## Work to be completed
Each line from the one containing "Query: rippled water surface" to the end of the records should be copied exactly, and no other line.

## Records to process
_ _ _ _ _ _ _
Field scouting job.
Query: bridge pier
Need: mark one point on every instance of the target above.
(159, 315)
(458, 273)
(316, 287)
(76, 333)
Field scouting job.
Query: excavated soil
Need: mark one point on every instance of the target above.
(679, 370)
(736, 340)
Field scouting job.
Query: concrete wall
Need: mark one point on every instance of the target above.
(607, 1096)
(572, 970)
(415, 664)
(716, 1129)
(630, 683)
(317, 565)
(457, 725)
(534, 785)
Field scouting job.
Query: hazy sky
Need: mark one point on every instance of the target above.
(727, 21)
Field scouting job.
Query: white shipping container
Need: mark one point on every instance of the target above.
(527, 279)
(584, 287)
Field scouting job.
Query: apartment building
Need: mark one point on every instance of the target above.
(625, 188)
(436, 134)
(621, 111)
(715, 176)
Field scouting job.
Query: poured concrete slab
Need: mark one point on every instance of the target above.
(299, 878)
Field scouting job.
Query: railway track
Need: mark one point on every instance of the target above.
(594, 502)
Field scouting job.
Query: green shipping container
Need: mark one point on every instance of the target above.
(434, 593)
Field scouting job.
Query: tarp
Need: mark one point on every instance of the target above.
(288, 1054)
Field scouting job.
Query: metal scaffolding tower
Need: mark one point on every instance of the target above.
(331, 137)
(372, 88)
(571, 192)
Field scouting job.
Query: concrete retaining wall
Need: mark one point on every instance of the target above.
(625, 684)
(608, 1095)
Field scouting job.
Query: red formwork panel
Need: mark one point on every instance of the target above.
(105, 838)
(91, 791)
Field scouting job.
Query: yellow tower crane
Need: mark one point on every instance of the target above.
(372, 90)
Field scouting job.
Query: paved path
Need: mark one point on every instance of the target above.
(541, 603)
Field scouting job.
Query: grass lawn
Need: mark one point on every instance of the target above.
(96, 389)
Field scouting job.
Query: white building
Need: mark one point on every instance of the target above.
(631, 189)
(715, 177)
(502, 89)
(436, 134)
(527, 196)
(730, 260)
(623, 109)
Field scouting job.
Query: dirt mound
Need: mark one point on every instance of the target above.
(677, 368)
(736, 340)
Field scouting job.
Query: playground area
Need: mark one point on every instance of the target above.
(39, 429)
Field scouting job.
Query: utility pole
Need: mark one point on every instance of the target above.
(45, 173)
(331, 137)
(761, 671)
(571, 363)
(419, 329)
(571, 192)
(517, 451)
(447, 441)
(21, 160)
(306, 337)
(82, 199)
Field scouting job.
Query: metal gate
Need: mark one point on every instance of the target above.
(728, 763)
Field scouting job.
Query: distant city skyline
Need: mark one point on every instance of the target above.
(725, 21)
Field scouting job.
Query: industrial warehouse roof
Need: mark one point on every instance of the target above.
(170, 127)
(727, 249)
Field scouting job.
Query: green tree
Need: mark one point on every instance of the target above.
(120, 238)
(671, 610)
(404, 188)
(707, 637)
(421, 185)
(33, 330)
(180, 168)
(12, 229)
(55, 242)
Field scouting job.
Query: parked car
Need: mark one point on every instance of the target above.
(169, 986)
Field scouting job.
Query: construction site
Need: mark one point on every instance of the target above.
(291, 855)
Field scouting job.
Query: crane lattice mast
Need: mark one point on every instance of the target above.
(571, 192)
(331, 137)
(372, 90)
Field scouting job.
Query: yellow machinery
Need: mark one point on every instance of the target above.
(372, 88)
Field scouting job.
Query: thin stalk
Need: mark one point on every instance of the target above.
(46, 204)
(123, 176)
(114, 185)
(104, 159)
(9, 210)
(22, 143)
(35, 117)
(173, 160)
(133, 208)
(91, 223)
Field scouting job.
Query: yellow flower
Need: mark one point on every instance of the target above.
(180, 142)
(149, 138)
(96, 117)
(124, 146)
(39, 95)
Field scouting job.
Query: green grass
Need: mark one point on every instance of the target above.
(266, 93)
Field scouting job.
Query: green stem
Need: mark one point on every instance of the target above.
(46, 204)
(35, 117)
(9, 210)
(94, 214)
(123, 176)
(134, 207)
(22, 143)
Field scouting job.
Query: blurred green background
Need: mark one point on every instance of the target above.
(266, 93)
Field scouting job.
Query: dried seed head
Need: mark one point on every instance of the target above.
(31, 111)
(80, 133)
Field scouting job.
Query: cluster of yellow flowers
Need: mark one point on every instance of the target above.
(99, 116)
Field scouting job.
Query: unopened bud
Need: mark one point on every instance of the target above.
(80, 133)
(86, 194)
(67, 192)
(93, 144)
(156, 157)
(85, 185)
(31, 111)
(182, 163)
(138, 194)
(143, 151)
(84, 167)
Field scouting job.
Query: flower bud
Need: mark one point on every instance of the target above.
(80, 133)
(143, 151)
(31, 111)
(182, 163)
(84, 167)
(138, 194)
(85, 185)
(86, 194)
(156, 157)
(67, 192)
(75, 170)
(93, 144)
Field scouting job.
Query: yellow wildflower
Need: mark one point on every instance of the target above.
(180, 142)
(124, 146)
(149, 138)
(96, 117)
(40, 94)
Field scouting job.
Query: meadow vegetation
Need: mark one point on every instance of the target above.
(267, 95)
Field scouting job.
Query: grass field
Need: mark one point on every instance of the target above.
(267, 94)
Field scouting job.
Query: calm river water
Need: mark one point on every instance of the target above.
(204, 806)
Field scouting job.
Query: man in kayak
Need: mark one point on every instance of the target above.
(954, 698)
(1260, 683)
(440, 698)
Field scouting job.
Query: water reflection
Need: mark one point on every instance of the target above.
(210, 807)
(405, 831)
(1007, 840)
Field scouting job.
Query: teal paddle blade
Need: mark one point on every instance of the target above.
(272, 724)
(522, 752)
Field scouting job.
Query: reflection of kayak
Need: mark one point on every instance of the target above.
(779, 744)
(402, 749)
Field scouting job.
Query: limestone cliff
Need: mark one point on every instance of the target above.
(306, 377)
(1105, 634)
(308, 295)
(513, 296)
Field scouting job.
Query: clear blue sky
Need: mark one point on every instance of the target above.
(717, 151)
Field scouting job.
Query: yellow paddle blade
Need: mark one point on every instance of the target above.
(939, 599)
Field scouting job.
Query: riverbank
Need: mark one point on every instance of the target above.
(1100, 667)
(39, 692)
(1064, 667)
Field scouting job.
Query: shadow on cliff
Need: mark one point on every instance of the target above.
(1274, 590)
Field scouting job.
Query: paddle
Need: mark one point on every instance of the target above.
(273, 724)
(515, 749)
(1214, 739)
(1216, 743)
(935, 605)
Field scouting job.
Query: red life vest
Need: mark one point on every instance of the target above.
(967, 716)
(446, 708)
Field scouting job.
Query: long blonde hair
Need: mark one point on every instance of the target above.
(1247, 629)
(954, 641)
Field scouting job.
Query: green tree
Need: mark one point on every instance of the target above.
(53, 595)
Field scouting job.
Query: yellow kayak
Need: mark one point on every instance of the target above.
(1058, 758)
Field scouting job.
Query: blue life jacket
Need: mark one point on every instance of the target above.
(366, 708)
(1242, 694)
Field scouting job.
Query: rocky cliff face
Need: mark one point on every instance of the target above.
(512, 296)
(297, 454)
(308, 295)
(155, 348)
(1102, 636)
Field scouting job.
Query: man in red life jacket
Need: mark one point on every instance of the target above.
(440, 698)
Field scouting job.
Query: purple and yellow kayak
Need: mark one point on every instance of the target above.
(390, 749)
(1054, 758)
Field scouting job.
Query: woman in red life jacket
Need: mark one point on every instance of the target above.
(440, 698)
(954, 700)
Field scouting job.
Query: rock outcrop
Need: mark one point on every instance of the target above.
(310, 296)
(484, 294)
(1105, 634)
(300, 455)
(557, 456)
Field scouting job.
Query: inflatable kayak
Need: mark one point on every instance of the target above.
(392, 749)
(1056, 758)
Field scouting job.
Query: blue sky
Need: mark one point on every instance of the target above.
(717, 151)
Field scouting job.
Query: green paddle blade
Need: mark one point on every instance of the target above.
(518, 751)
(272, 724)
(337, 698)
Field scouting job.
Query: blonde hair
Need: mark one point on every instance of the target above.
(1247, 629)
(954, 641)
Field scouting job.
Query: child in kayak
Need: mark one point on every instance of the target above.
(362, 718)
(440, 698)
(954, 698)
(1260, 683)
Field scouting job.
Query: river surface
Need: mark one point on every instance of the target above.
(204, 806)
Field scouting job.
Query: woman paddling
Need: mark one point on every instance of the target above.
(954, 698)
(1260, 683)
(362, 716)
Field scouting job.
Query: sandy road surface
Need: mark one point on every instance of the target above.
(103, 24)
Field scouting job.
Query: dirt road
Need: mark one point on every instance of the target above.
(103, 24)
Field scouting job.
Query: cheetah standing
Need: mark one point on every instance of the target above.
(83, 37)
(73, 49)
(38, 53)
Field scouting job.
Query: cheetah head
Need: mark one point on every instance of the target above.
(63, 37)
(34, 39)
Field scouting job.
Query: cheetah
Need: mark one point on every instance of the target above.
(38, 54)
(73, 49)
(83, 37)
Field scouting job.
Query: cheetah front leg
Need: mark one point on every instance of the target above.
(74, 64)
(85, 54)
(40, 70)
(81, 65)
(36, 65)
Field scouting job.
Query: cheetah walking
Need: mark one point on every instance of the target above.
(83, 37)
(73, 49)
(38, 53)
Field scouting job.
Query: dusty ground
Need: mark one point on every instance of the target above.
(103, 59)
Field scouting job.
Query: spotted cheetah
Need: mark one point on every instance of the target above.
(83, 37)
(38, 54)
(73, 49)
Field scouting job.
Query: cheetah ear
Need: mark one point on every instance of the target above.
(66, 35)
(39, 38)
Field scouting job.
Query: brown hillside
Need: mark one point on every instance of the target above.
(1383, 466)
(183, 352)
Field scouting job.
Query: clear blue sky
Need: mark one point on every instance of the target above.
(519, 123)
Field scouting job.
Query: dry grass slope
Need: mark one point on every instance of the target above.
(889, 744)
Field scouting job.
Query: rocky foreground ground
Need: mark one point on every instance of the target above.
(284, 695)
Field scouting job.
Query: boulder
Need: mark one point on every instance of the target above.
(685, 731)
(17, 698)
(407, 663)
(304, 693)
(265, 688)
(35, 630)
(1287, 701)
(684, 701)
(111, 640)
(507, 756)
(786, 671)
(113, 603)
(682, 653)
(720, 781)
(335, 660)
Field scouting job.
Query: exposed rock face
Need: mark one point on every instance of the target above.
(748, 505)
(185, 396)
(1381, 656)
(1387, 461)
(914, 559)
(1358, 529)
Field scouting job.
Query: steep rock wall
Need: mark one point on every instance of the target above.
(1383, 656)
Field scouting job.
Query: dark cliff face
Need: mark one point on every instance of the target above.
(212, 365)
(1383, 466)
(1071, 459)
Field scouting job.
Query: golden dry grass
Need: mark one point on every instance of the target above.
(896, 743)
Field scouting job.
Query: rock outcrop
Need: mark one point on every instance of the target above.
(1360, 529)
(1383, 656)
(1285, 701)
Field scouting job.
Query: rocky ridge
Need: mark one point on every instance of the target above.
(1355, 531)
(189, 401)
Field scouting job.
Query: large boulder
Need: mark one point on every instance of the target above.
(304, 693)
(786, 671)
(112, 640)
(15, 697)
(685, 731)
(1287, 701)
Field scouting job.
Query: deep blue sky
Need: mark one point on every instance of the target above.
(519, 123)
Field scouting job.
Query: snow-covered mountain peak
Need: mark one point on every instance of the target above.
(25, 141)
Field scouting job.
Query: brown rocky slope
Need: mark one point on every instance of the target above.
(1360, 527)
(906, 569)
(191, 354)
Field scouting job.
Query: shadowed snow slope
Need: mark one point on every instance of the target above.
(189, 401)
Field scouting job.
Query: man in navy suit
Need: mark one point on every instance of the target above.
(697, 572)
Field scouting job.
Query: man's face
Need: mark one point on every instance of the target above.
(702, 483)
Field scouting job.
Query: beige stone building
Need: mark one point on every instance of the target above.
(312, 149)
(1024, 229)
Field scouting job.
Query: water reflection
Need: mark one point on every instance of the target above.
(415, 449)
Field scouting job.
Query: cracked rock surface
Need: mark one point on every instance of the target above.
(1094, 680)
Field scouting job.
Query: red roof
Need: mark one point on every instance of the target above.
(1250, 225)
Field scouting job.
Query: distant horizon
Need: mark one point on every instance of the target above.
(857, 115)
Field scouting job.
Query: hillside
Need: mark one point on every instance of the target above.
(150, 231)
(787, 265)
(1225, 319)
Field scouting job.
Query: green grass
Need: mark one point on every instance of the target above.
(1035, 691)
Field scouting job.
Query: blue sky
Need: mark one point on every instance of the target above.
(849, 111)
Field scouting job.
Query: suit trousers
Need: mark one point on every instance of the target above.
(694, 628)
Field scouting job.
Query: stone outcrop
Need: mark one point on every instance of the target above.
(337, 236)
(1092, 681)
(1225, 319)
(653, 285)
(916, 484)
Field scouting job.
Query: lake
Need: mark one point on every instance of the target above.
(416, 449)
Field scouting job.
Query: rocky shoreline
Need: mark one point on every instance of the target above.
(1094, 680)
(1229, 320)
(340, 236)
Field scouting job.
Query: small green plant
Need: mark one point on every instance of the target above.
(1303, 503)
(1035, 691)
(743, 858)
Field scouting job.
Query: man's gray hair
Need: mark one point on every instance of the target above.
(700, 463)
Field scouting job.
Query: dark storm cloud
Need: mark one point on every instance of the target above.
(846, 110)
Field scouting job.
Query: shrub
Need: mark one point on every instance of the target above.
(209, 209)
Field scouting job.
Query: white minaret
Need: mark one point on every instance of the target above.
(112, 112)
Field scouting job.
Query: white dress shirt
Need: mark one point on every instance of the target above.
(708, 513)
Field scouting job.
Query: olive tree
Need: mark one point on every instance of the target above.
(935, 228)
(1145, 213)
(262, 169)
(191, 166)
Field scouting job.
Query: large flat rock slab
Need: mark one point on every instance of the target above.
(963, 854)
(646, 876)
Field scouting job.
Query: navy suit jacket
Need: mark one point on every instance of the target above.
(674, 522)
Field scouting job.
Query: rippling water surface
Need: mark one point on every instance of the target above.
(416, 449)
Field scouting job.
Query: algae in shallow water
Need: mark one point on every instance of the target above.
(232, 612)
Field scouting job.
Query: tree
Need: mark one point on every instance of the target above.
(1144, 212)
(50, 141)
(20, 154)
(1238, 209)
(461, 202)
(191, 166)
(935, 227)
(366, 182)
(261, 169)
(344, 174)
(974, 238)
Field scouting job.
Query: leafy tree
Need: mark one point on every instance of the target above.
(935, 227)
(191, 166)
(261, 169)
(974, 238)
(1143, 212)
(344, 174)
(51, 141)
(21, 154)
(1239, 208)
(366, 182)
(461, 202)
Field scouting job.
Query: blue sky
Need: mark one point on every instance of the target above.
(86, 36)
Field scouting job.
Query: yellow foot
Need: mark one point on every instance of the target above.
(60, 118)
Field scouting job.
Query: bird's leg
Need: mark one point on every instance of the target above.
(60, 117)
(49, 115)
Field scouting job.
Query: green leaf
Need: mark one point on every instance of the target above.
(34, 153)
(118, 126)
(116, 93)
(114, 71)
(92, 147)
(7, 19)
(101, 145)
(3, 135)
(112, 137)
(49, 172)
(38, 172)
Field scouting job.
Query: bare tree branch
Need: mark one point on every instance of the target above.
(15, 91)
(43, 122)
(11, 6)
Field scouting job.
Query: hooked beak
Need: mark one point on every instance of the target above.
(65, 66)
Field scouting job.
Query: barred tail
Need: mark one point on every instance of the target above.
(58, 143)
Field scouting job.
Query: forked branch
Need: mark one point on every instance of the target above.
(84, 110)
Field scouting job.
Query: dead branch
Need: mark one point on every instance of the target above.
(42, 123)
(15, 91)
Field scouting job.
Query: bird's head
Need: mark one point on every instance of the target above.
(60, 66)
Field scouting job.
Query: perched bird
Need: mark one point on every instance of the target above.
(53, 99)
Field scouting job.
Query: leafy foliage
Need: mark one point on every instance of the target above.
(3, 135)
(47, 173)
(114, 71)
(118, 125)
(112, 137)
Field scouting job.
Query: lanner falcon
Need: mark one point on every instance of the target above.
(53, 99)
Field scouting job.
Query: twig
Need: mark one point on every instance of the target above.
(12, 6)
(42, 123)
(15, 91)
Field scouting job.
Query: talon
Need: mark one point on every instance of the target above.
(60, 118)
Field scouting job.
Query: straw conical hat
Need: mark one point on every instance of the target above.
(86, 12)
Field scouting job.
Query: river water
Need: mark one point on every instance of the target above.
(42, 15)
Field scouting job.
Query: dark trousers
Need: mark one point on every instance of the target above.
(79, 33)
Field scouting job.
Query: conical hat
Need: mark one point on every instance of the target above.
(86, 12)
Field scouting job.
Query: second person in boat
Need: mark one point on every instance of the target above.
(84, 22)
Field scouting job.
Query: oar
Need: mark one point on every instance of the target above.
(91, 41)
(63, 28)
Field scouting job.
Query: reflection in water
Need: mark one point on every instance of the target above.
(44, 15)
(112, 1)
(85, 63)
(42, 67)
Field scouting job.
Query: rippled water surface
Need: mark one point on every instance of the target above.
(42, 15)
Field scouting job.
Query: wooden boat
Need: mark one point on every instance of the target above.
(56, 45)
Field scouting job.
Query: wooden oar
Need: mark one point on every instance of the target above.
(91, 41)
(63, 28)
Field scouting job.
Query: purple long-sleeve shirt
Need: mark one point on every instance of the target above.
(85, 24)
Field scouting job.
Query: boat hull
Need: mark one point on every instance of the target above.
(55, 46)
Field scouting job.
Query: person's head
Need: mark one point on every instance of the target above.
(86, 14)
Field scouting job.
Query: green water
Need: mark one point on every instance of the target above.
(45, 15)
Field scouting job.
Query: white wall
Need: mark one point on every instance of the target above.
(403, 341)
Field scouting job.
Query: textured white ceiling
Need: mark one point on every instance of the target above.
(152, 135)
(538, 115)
_ _ _ _ _ _ _
## The completed task
Query: rippled water surface
Need: mark one point on every instance of the target above.
(42, 15)
Field scouting job.
Query: wooden boat
Need: mark one point on every instance of the target above.
(56, 45)
Field scouting job.
Query: wooden oar
Need: mark one point on every instance of the target above.
(91, 41)
(63, 28)
Field scouting job.
Query: purple long-sleeve shirt
Need: mark one point on every instance of the target above.
(85, 24)
Field scouting job.
Query: boat hull
Need: mark one point on every instance of the target above.
(55, 46)
Field scouting job.
Query: person's head
Need: mark one point on every instance of the target above.
(86, 14)
Field scouting job.
Query: green water
Need: mark one point on every instance of the target above.
(45, 15)
Field scouting job.
Query: white wall
Need: mark one point on every instance of the target above.
(403, 341)
Field scouting job.
Query: textured white ceiling
Need: mark one point on every instance of the target above.
(152, 135)
(538, 115)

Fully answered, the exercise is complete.